* [BRIEF] Print every record below exactly as it stands.

* [Saved data entries]
■ ■ ■ ■ ■
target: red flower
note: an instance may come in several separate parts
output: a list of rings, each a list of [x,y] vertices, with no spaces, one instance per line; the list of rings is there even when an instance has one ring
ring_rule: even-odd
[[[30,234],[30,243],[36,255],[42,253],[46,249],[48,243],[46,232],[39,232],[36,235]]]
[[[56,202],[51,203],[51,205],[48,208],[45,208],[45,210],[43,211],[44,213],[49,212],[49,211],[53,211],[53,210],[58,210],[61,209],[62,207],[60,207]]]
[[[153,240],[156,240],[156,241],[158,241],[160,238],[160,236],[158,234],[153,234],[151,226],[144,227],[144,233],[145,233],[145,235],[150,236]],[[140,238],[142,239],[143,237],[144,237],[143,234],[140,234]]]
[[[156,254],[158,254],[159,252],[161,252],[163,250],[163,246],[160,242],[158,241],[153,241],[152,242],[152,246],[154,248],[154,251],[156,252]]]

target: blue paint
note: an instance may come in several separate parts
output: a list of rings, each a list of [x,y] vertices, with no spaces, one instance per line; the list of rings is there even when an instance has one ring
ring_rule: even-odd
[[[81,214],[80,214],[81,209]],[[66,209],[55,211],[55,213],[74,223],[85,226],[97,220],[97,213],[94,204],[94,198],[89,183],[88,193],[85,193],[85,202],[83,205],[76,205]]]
■ ■ ■ ■ ■
* [EXERCISE OUTPUT]
target: red flower
note: an instance may come in several separate parts
output: a list of rings, each a list of [x,y] vertices, with no spaces, one instance per line; the list of rings is there even when an instance has one ring
ring_rule: even-odd
[[[30,234],[30,243],[36,255],[42,253],[46,249],[48,243],[46,232],[39,232],[36,235]]]
[[[56,202],[51,203],[51,205],[48,208],[45,208],[45,210],[43,211],[44,213],[49,212],[49,211],[53,211],[53,210],[58,210],[61,209],[62,207],[60,207]]]
[[[153,240],[156,240],[156,241],[158,241],[160,238],[160,236],[158,234],[153,234],[151,226],[144,227],[144,233],[145,233],[145,235],[150,236]],[[140,238],[142,239],[143,237],[144,237],[143,234],[140,234]]]
[[[156,254],[158,254],[159,252],[161,252],[163,250],[163,246],[160,242],[158,241],[153,241],[152,242],[152,246],[154,248],[154,251],[156,252]]]

target: blue paint
note: an instance may come in several separate parts
output: a list of rings, each a list of [x,y] vertices, with no spaces, one instance per line; the list of rings is there even when an instance has one ring
ring_rule: even-odd
[[[81,214],[80,214],[81,209]],[[66,209],[55,211],[55,213],[74,223],[85,226],[97,220],[97,213],[94,204],[94,198],[89,183],[88,193],[85,193],[85,202],[83,205],[76,205]]]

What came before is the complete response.